DATA SUPPLIED -
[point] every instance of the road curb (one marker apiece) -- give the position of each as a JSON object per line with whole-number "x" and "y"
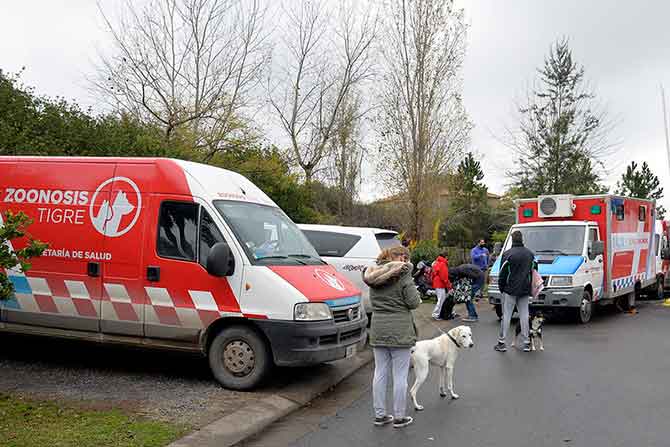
{"x": 254, "y": 418}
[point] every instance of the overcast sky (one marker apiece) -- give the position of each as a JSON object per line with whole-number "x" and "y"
{"x": 624, "y": 47}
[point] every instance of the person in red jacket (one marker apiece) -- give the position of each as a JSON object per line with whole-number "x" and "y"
{"x": 441, "y": 282}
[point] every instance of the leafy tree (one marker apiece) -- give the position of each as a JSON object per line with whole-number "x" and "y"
{"x": 642, "y": 184}
{"x": 14, "y": 228}
{"x": 561, "y": 138}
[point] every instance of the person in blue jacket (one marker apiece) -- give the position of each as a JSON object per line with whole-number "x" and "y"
{"x": 481, "y": 258}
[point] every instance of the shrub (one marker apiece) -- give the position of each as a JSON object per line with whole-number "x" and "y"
{"x": 425, "y": 251}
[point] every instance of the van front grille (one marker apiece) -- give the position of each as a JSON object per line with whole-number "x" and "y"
{"x": 346, "y": 314}
{"x": 356, "y": 333}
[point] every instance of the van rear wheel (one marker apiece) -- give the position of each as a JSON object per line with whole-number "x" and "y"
{"x": 239, "y": 358}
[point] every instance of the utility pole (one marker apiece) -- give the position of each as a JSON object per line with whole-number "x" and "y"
{"x": 665, "y": 127}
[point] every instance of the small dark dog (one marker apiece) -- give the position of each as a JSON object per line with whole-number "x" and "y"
{"x": 535, "y": 323}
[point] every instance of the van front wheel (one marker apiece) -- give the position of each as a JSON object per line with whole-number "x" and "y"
{"x": 239, "y": 358}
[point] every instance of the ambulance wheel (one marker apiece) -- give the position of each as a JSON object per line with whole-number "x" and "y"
{"x": 585, "y": 310}
{"x": 239, "y": 358}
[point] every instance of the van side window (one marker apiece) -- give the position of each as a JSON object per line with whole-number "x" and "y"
{"x": 209, "y": 235}
{"x": 387, "y": 240}
{"x": 331, "y": 244}
{"x": 177, "y": 230}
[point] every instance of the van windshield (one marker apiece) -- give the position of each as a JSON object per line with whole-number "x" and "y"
{"x": 552, "y": 240}
{"x": 267, "y": 235}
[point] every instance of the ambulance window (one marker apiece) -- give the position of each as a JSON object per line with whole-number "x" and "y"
{"x": 209, "y": 235}
{"x": 619, "y": 211}
{"x": 331, "y": 244}
{"x": 177, "y": 230}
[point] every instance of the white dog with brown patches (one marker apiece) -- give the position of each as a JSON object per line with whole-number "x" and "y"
{"x": 441, "y": 351}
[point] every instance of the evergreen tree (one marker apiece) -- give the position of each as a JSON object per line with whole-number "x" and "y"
{"x": 469, "y": 213}
{"x": 642, "y": 184}
{"x": 561, "y": 139}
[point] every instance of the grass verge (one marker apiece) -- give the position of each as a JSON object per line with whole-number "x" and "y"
{"x": 26, "y": 423}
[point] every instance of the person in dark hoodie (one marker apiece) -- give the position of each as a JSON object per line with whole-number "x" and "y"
{"x": 393, "y": 295}
{"x": 515, "y": 283}
{"x": 473, "y": 275}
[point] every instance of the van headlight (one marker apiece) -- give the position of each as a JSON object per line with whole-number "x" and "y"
{"x": 561, "y": 281}
{"x": 312, "y": 312}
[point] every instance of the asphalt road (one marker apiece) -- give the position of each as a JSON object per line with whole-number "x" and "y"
{"x": 602, "y": 384}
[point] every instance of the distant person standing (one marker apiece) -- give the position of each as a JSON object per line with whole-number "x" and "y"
{"x": 441, "y": 282}
{"x": 480, "y": 255}
{"x": 515, "y": 283}
{"x": 481, "y": 258}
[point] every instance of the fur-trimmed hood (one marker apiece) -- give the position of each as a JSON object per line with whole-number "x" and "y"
{"x": 387, "y": 273}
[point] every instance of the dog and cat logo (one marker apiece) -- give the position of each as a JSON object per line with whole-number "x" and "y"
{"x": 118, "y": 217}
{"x": 112, "y": 214}
{"x": 329, "y": 279}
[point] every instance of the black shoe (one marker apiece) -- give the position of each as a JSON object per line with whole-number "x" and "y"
{"x": 384, "y": 420}
{"x": 403, "y": 422}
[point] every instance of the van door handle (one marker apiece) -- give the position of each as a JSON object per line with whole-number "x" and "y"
{"x": 93, "y": 269}
{"x": 153, "y": 273}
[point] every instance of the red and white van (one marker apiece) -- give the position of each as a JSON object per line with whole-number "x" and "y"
{"x": 590, "y": 250}
{"x": 178, "y": 255}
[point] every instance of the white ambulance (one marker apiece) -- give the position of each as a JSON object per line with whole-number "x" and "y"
{"x": 177, "y": 255}
{"x": 591, "y": 250}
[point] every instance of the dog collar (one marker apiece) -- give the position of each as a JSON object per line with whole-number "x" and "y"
{"x": 453, "y": 339}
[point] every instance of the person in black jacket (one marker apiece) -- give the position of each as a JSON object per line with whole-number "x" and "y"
{"x": 515, "y": 282}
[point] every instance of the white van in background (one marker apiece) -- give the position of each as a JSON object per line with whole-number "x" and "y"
{"x": 350, "y": 250}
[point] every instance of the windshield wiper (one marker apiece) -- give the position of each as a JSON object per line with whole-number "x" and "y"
{"x": 306, "y": 256}
{"x": 283, "y": 257}
{"x": 558, "y": 252}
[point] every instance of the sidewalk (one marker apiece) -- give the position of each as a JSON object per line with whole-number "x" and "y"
{"x": 258, "y": 414}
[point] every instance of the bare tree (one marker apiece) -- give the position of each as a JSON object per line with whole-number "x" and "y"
{"x": 423, "y": 124}
{"x": 186, "y": 64}
{"x": 321, "y": 67}
{"x": 346, "y": 153}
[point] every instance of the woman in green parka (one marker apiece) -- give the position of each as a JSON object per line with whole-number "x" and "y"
{"x": 392, "y": 333}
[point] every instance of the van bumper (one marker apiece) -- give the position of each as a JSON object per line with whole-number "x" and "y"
{"x": 563, "y": 297}
{"x": 307, "y": 343}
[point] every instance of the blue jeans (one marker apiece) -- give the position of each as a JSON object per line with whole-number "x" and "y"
{"x": 472, "y": 310}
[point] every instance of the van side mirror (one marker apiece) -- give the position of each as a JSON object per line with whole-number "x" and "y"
{"x": 220, "y": 260}
{"x": 596, "y": 248}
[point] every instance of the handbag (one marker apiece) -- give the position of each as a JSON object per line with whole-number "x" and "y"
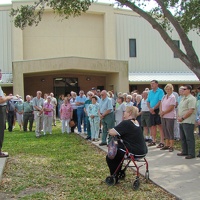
{"x": 72, "y": 123}
{"x": 112, "y": 149}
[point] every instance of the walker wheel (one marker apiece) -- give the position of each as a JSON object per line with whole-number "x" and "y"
{"x": 136, "y": 184}
{"x": 110, "y": 180}
{"x": 147, "y": 176}
{"x": 121, "y": 175}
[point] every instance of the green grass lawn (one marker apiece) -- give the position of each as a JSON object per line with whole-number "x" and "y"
{"x": 63, "y": 166}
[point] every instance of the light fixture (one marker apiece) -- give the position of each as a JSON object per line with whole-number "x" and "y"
{"x": 88, "y": 78}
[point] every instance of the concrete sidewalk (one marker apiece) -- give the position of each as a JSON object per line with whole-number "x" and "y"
{"x": 175, "y": 174}
{"x": 2, "y": 165}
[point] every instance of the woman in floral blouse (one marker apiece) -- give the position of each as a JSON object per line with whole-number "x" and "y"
{"x": 66, "y": 113}
{"x": 94, "y": 118}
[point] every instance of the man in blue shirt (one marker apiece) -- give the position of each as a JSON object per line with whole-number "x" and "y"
{"x": 80, "y": 101}
{"x": 153, "y": 102}
{"x": 106, "y": 115}
{"x": 86, "y": 105}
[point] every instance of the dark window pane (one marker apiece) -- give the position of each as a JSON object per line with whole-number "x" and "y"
{"x": 132, "y": 47}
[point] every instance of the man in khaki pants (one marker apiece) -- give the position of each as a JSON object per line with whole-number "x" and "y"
{"x": 54, "y": 103}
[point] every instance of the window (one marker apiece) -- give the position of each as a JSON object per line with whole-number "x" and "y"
{"x": 177, "y": 43}
{"x": 132, "y": 48}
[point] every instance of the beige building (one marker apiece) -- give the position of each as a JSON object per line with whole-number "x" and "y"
{"x": 106, "y": 48}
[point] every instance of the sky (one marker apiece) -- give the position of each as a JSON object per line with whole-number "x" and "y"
{"x": 106, "y": 1}
{"x": 5, "y": 1}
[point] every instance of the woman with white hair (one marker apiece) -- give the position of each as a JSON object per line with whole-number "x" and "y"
{"x": 19, "y": 113}
{"x": 128, "y": 100}
{"x": 137, "y": 103}
{"x": 168, "y": 116}
{"x": 48, "y": 116}
{"x": 130, "y": 132}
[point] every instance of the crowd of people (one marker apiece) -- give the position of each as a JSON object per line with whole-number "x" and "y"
{"x": 173, "y": 114}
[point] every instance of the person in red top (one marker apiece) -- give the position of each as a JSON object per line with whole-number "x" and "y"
{"x": 66, "y": 113}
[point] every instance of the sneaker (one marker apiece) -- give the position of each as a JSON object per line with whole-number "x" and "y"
{"x": 151, "y": 144}
{"x": 150, "y": 141}
{"x": 161, "y": 145}
{"x": 165, "y": 148}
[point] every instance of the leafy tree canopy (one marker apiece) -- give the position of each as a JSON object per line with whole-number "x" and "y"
{"x": 186, "y": 12}
{"x": 179, "y": 15}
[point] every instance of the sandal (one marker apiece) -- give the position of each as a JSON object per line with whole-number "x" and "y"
{"x": 3, "y": 155}
{"x": 171, "y": 149}
{"x": 161, "y": 145}
{"x": 165, "y": 148}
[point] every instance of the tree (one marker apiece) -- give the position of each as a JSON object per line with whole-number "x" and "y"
{"x": 179, "y": 15}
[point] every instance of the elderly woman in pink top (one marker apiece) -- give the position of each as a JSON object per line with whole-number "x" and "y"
{"x": 66, "y": 113}
{"x": 168, "y": 115}
{"x": 48, "y": 116}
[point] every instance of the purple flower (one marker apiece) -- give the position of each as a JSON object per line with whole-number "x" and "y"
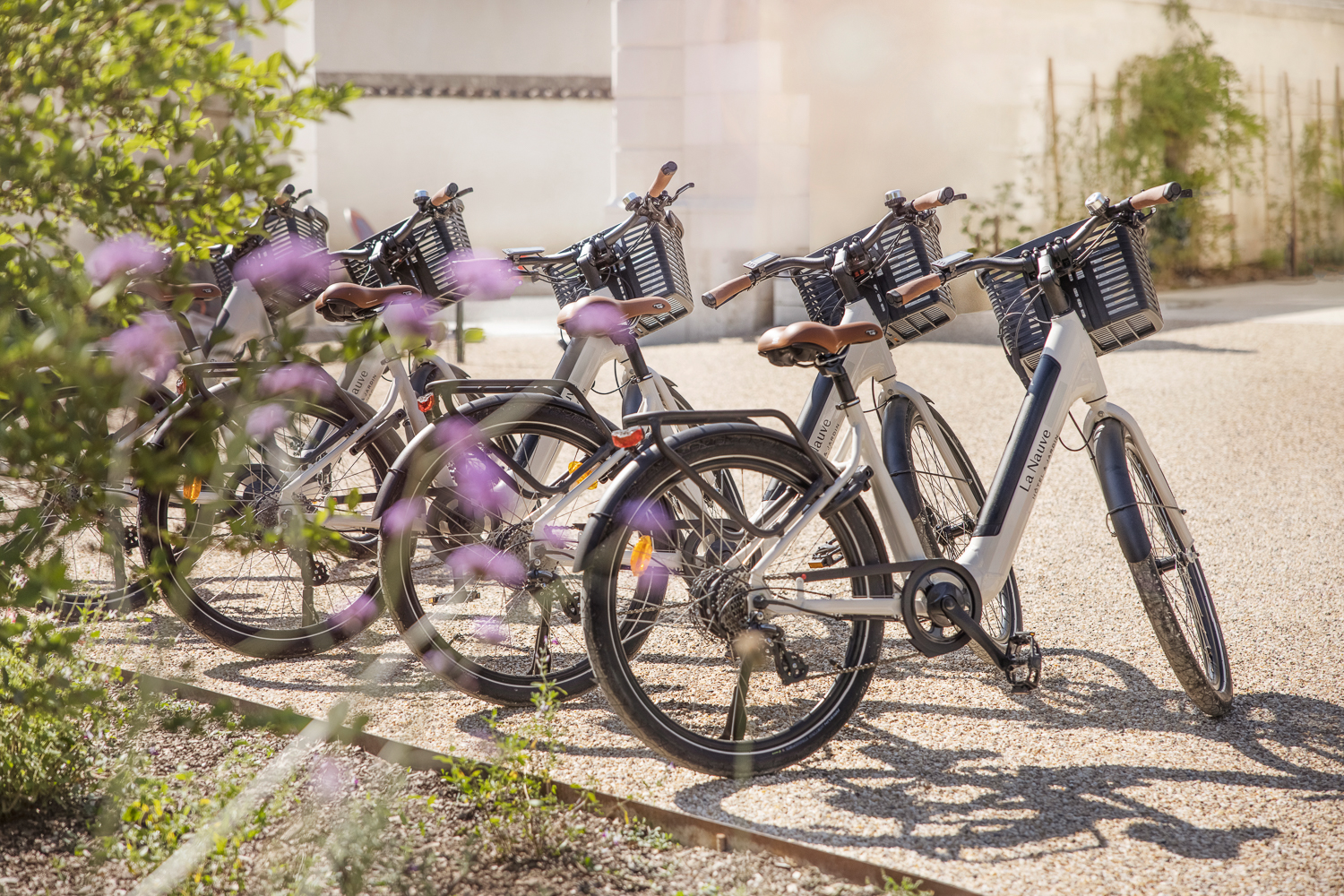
{"x": 484, "y": 279}
{"x": 150, "y": 347}
{"x": 599, "y": 319}
{"x": 410, "y": 317}
{"x": 402, "y": 516}
{"x": 489, "y": 630}
{"x": 306, "y": 379}
{"x": 487, "y": 563}
{"x": 284, "y": 266}
{"x": 265, "y": 419}
{"x": 124, "y": 254}
{"x": 644, "y": 516}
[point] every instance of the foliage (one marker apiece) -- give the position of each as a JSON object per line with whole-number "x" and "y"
{"x": 50, "y": 732}
{"x": 121, "y": 117}
{"x": 994, "y": 226}
{"x": 515, "y": 806}
{"x": 1177, "y": 116}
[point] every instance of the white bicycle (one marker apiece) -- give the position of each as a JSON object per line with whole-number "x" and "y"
{"x": 755, "y": 654}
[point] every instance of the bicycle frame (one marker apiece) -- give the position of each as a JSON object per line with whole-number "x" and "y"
{"x": 1067, "y": 373}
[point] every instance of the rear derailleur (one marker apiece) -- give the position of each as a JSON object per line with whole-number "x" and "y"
{"x": 762, "y": 637}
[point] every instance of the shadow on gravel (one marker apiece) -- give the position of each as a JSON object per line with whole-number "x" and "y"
{"x": 957, "y": 804}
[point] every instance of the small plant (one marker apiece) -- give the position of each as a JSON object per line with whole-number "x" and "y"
{"x": 513, "y": 802}
{"x": 995, "y": 226}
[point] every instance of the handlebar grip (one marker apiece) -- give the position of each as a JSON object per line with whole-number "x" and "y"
{"x": 1155, "y": 196}
{"x": 913, "y": 289}
{"x": 935, "y": 199}
{"x": 664, "y": 177}
{"x": 719, "y": 296}
{"x": 444, "y": 195}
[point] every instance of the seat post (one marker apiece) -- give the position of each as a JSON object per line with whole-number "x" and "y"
{"x": 832, "y": 367}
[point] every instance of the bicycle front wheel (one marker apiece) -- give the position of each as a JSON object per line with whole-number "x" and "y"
{"x": 1167, "y": 571}
{"x": 244, "y": 557}
{"x": 715, "y": 686}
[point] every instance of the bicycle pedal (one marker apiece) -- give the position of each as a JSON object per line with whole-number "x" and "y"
{"x": 790, "y": 665}
{"x": 1023, "y": 662}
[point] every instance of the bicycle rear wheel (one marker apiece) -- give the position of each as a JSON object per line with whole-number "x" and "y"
{"x": 239, "y": 567}
{"x": 709, "y": 688}
{"x": 1167, "y": 571}
{"x": 48, "y": 511}
{"x": 495, "y": 633}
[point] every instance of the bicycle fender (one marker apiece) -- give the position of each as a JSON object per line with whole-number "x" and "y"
{"x": 607, "y": 514}
{"x": 1113, "y": 473}
{"x": 892, "y": 440}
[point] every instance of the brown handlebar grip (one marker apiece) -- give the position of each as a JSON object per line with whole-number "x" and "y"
{"x": 664, "y": 177}
{"x": 935, "y": 199}
{"x": 913, "y": 289}
{"x": 718, "y": 296}
{"x": 444, "y": 195}
{"x": 1155, "y": 196}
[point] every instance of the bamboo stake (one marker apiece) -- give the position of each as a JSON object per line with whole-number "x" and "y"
{"x": 1265, "y": 153}
{"x": 1054, "y": 136}
{"x": 1292, "y": 182}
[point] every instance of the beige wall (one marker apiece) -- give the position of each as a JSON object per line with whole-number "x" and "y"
{"x": 792, "y": 116}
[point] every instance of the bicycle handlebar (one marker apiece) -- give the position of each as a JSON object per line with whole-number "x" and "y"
{"x": 661, "y": 182}
{"x": 1101, "y": 212}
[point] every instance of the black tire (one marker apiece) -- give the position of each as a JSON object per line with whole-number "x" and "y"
{"x": 515, "y": 638}
{"x": 682, "y": 694}
{"x": 1168, "y": 575}
{"x": 99, "y": 544}
{"x": 222, "y": 564}
{"x": 943, "y": 513}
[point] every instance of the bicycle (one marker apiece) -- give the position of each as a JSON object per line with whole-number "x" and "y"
{"x": 707, "y": 697}
{"x": 254, "y": 547}
{"x": 470, "y": 638}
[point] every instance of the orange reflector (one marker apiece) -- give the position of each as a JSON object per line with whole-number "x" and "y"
{"x": 642, "y": 555}
{"x": 575, "y": 465}
{"x": 628, "y": 438}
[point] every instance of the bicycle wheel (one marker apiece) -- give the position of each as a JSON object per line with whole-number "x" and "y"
{"x": 1167, "y": 573}
{"x": 48, "y": 511}
{"x": 935, "y": 487}
{"x": 710, "y": 688}
{"x": 489, "y": 605}
{"x": 237, "y": 565}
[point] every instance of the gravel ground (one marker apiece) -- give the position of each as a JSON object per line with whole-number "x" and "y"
{"x": 1107, "y": 780}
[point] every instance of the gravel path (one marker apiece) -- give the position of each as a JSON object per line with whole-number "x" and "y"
{"x": 1105, "y": 780}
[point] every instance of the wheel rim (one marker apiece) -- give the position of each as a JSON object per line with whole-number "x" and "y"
{"x": 1180, "y": 575}
{"x": 685, "y": 676}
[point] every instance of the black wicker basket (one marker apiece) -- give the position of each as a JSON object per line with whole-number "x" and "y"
{"x": 425, "y": 260}
{"x": 288, "y": 268}
{"x": 650, "y": 263}
{"x": 908, "y": 252}
{"x": 1113, "y": 293}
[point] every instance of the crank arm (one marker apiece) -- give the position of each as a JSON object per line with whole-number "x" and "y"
{"x": 1010, "y": 664}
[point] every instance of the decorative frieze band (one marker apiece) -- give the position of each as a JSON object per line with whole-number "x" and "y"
{"x": 475, "y": 86}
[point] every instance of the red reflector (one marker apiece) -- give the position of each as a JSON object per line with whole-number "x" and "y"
{"x": 628, "y": 438}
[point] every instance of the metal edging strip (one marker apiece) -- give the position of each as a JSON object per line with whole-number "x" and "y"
{"x": 688, "y": 831}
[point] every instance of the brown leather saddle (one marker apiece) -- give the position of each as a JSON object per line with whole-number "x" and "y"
{"x": 594, "y": 314}
{"x": 351, "y": 301}
{"x": 806, "y": 341}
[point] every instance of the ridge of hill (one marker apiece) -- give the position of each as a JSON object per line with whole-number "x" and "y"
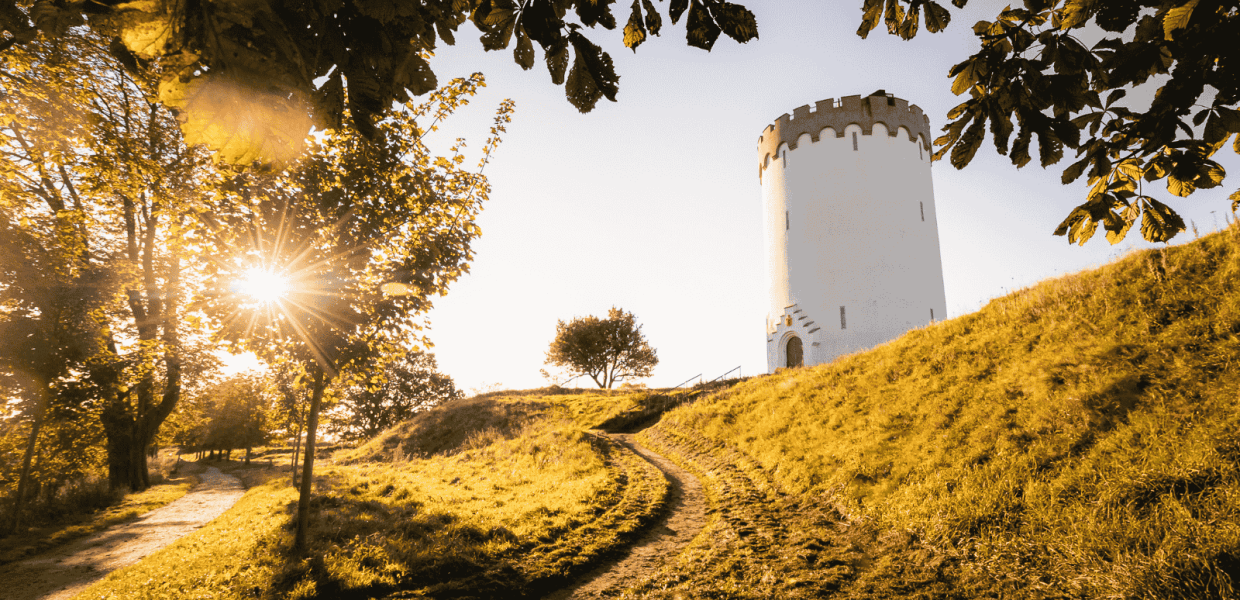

THE TASK -
Starting at the line containing "[point] every instance of the crank", output every remaining line of the records above exactly, the last one included. Nothing else belongs in the output, and no pictures either.

OUTPUT FOR THIS EXERCISE -
[point] every instance of the crank arm (one marker apiece) -- give the position of each as a JSON object per line with whole-number "x" and "y"
{"x": 1010, "y": 664}
[point] every instance of the decorative frieze band (one marker apiece) -- give the position of each as a JSON object per line with whole-number "x" and "y"
{"x": 475, "y": 86}
[point] every instance of the red reflector (one marker apiece) -- give the position of each as a JSON object per line with whole-number "x" and "y"
{"x": 628, "y": 438}
[point] every instance of the metal edging strip (one marker apiece) -- give the position of each as a JSON object per line with whole-number "x" and "y"
{"x": 688, "y": 831}
[point] every instance of the brown leather saddle (one marker apiece) -- give the position of each as a JSON object per line with whole-number "x" and "y"
{"x": 594, "y": 314}
{"x": 351, "y": 301}
{"x": 806, "y": 341}
[point] every instance of the ridge of hill (one marker apiece) -- give the position of each as a JSON object per line with whole-number "x" and "y"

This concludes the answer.